**What is expected**. Render every line of the records below as a Markdown table with the columns "Row" and "Line", numbering the rows and omitting blank lines.

Records for labeling regions:
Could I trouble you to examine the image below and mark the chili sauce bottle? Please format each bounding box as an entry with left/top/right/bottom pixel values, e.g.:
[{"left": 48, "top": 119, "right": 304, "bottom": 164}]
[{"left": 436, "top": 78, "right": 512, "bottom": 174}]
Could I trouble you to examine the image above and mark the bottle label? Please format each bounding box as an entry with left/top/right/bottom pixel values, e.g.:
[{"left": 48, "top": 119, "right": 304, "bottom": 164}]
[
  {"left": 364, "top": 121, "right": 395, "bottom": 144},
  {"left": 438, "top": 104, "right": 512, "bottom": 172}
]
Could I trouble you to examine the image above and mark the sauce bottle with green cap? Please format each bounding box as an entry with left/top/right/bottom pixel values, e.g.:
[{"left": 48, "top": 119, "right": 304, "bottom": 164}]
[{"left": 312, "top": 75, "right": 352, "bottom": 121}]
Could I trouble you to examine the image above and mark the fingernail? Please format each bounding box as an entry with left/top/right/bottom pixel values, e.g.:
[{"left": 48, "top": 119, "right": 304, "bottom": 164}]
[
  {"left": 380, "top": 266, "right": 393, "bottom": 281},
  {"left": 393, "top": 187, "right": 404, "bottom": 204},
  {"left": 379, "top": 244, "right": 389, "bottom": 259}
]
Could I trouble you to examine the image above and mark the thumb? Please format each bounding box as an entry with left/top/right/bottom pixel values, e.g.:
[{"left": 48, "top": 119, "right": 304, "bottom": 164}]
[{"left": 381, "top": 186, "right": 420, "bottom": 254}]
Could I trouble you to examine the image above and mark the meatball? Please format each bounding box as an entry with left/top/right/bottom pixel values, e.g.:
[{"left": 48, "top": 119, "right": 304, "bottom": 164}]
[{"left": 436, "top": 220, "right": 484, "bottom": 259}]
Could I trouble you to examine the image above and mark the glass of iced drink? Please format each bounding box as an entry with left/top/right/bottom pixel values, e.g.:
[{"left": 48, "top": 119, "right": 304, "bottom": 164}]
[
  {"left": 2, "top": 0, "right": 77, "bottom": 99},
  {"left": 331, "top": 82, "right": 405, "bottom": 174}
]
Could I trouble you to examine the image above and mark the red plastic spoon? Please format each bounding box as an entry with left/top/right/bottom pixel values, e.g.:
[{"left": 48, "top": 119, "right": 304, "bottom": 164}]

**Reply to the task**.
| Row | Line |
|---|---|
| 1 | Could I trouble you to examine the image below and mark the chili sauce bottle? Please format each bounding box as an entry with left/top/right/bottom pixel values, e.g.: |
| 2 | [{"left": 48, "top": 119, "right": 304, "bottom": 164}] |
| 3 | [{"left": 436, "top": 78, "right": 512, "bottom": 174}] |
| 4 | Could I trouble you to examine the image above and mark the bottle label? Please format each bounding box as an entry with left/top/right/bottom pixel values, e.g.: |
| 5 | [{"left": 48, "top": 119, "right": 304, "bottom": 164}] |
| 6 | [ |
| 7 |   {"left": 364, "top": 121, "right": 395, "bottom": 144}, |
| 8 |   {"left": 438, "top": 104, "right": 512, "bottom": 172} |
| 9 | ] |
| 10 | Could I trouble you to examine the image above and mark the sauce bottle with green cap? Please format each bounding box as an entry with left/top/right/bottom pixel values, e.g.: |
| 11 | [{"left": 48, "top": 119, "right": 304, "bottom": 164}] |
| 12 | [{"left": 312, "top": 75, "right": 352, "bottom": 121}] |
| 13 | Could I trouble you to examine the image above and mark the fingernail? Please format each bounding box as an entry with left/top/right/bottom pixel values, e.g.: |
| 14 | [{"left": 48, "top": 119, "right": 304, "bottom": 164}] |
| 15 | [ |
| 16 |   {"left": 380, "top": 266, "right": 393, "bottom": 281}, |
| 17 |   {"left": 393, "top": 187, "right": 404, "bottom": 204}, |
| 18 |   {"left": 379, "top": 244, "right": 389, "bottom": 259} |
| 19 | ] |
| 20 | Could I trouble you to examine the image above and mark the thumb? Please format each bounding box as an entry with left/top/right/bottom pixel values, e.g.: |
| 21 | [{"left": 48, "top": 119, "right": 304, "bottom": 164}] |
| 22 | [{"left": 381, "top": 186, "right": 420, "bottom": 254}] |
| 23 | Could I trouble you to examine the image above and mark the meatball? Please format each bounding box as an entry with left/top/right/bottom pixel values, e.g.: |
| 24 | [{"left": 48, "top": 119, "right": 304, "bottom": 164}] |
| 25 | [{"left": 436, "top": 220, "right": 484, "bottom": 259}] |
| 26 | Could I trouble you to examine the image above and mark the glass of iced drink? Please format each bounding box as an entry with left/top/right/bottom pixel values, e.g.: |
| 27 | [{"left": 48, "top": 119, "right": 304, "bottom": 164}] |
| 28 | [ |
| 29 |   {"left": 2, "top": 0, "right": 77, "bottom": 99}, |
| 30 |   {"left": 331, "top": 82, "right": 405, "bottom": 174} |
| 31 | ] |
| 32 | Could I trouble you to examine the image above and mark the red plastic spoon? Please format each bounding box as an entry with left/top/right/bottom pixel values, e.g.: |
| 33 | [{"left": 48, "top": 119, "right": 304, "bottom": 164}] |